Pointing entries for labeled objects:
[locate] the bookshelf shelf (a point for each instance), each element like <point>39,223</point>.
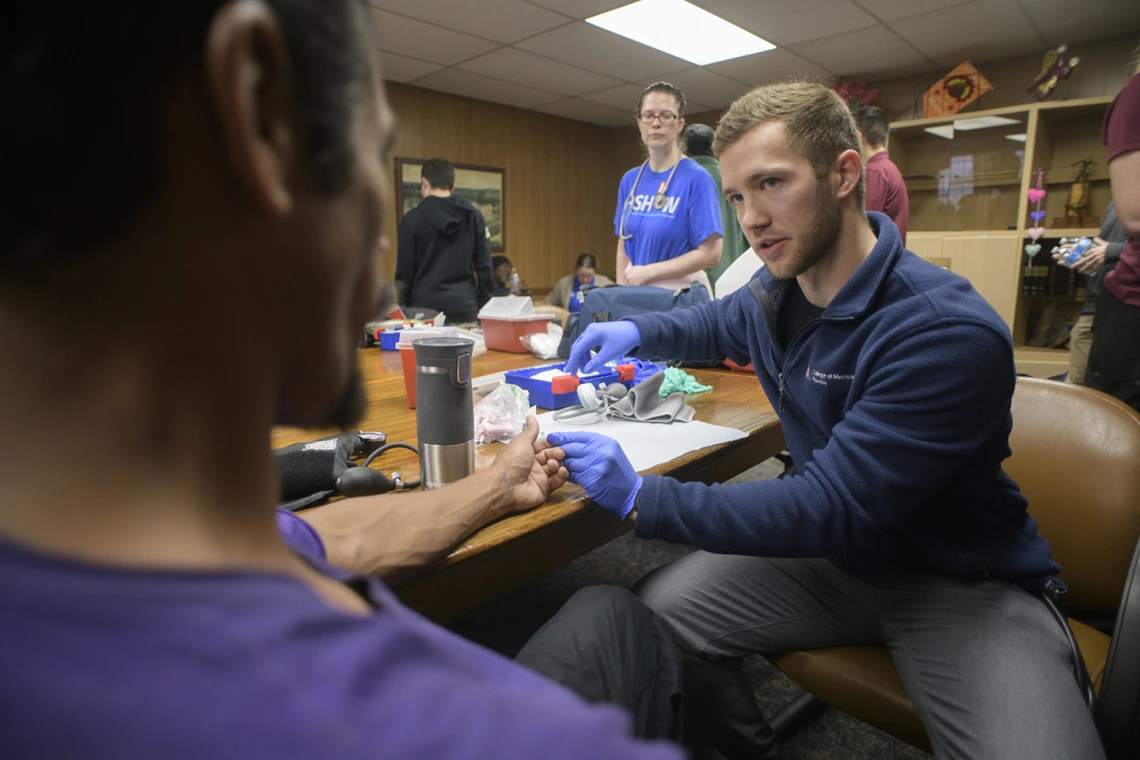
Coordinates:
<point>1072,231</point>
<point>969,212</point>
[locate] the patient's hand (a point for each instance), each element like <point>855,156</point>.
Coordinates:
<point>527,470</point>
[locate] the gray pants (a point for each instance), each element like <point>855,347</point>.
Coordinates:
<point>987,667</point>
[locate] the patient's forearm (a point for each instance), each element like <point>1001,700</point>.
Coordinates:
<point>397,534</point>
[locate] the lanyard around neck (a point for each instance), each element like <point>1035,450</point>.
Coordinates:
<point>658,199</point>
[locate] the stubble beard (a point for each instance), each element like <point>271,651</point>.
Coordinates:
<point>820,238</point>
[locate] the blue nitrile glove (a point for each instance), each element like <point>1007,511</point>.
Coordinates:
<point>612,340</point>
<point>599,465</point>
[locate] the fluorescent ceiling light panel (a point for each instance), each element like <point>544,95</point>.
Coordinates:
<point>983,122</point>
<point>682,30</point>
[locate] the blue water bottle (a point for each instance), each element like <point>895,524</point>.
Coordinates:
<point>1080,247</point>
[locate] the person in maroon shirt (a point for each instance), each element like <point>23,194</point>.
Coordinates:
<point>885,188</point>
<point>1114,359</point>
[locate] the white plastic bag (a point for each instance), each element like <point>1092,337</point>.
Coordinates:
<point>502,414</point>
<point>544,346</point>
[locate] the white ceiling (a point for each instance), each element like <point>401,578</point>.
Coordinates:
<point>540,55</point>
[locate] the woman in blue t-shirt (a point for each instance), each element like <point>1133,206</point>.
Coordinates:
<point>668,218</point>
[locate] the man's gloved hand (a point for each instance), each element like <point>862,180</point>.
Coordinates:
<point>599,465</point>
<point>615,340</point>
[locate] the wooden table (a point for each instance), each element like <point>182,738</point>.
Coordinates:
<point>511,552</point>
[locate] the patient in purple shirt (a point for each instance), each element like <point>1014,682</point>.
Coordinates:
<point>210,248</point>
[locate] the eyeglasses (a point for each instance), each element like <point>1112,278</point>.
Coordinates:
<point>648,116</point>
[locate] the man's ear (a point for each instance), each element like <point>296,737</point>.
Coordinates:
<point>249,75</point>
<point>849,169</point>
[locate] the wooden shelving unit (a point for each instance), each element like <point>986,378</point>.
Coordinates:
<point>969,211</point>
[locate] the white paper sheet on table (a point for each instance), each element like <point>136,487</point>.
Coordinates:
<point>646,443</point>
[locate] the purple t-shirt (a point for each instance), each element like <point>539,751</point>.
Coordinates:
<point>97,662</point>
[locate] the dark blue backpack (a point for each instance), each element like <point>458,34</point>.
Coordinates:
<point>611,303</point>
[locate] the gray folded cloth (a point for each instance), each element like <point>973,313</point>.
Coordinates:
<point>644,405</point>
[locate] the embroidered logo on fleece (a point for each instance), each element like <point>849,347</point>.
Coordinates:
<point>823,378</point>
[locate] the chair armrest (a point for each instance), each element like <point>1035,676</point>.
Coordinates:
<point>1118,705</point>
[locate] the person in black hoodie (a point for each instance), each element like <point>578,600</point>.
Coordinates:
<point>444,259</point>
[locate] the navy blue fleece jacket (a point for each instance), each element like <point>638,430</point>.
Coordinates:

__Prompt__.
Format the lines above as a numbered list, leaving out any blank lines. Do not include the pictures in the answer.

__Answer to the task__.
1. [locate] the bookshelf shelf (a point for each instance), each element like <point>39,223</point>.
2. Coordinates:
3. <point>1072,231</point>
4. <point>969,212</point>
5. [locate] the patient's hand (a point for each instance), each element like <point>855,156</point>.
6. Coordinates:
7. <point>527,470</point>
8. [locate] the gray pants (a point for each instance), each element like <point>855,347</point>.
9. Coordinates:
10. <point>987,667</point>
11. [locate] the patient's forearm (a point for each instance), each element like <point>1001,700</point>.
12. Coordinates:
13. <point>397,534</point>
14. [locate] the lanyard around neck (a point for each instance), each element like <point>1035,450</point>.
15. Coordinates:
16. <point>658,199</point>
17. [locate] the stubble beard (a point for each instance), each element like <point>271,651</point>.
18. Coordinates:
19. <point>820,238</point>
20. [locate] the blue nitrile glove (a point for each instance), each element like <point>1007,511</point>.
21. Coordinates:
22. <point>612,340</point>
23. <point>599,465</point>
24. [locate] the fluorescent ceiling light panel (a point for each instance), each element like <point>544,95</point>.
25. Coordinates:
26. <point>983,122</point>
27. <point>682,30</point>
28. [locate] the blue water bottle (a point for each instance), each element like <point>895,524</point>.
29. Coordinates:
30. <point>1080,247</point>
31. [locate] the person in maroon shirt (a point for each instance), each element like <point>23,194</point>.
32. Coordinates:
33. <point>885,188</point>
34. <point>1114,359</point>
35. [locate] the white plastic bag (a point for each instance), each element like <point>1092,337</point>.
36. Coordinates:
37. <point>502,414</point>
38. <point>544,346</point>
39. [locate] the white ceiling (a point for each instance), each element like <point>401,578</point>.
40. Coordinates:
41. <point>540,55</point>
42. [locate] the woman in blue t-shirt (a point for each instance), each element like <point>1133,206</point>.
43. Coordinates:
44. <point>668,218</point>
45. [locate] the man's gloved hand (a point for each instance), each element like <point>862,180</point>.
46. Coordinates:
47. <point>599,465</point>
48. <point>615,340</point>
49. [locate] the wooden table (a point for each instance), each element like <point>182,738</point>.
50. Coordinates:
51. <point>511,552</point>
52. [locate] the patient in purple shirt (a point for each instance), each element like <point>1014,682</point>.
53. Coordinates:
54. <point>210,248</point>
55. [locate] the eyeglasses (a point for each instance), each element like <point>1112,278</point>.
56. Coordinates:
57. <point>648,116</point>
58. [locate] the man's ear (a point for each instance), each element like <point>296,737</point>.
59. Coordinates:
60. <point>249,75</point>
61. <point>849,169</point>
62. [locate] the wooden shelving unit (a point for each instance), each element like <point>986,378</point>.
63. Coordinates:
64. <point>969,211</point>
65. [locate] the white paper sheet on table (a point for each instance), each element like <point>136,487</point>.
66. Coordinates:
67. <point>646,443</point>
68. [locate] the purple t-shirt (a point for each instance), each element like <point>539,751</point>.
69. Coordinates:
70. <point>97,662</point>
71. [locate] the dark blue backpack (a point for each instance), each element like <point>458,34</point>.
72. Coordinates:
73. <point>611,303</point>
74. [locate] the gray folded cloth (a point for each instance), each element like <point>973,313</point>.
75. Coordinates:
76. <point>644,405</point>
77. [locate] the embroidered logo on fleece (a point for each instance), each element like <point>849,347</point>.
78. Coordinates:
79. <point>823,378</point>
80. [locate] the chair armrest (a point for each instance), each element like <point>1035,676</point>.
81. Coordinates:
82. <point>1118,705</point>
83. [locate] the person in black hoodie (a point for each instance), each element like <point>578,600</point>.
84. Coordinates:
85. <point>444,259</point>
86. [locate] the navy blue fleece jacket (a point for each instance), each element like <point>638,430</point>.
87. Coordinates:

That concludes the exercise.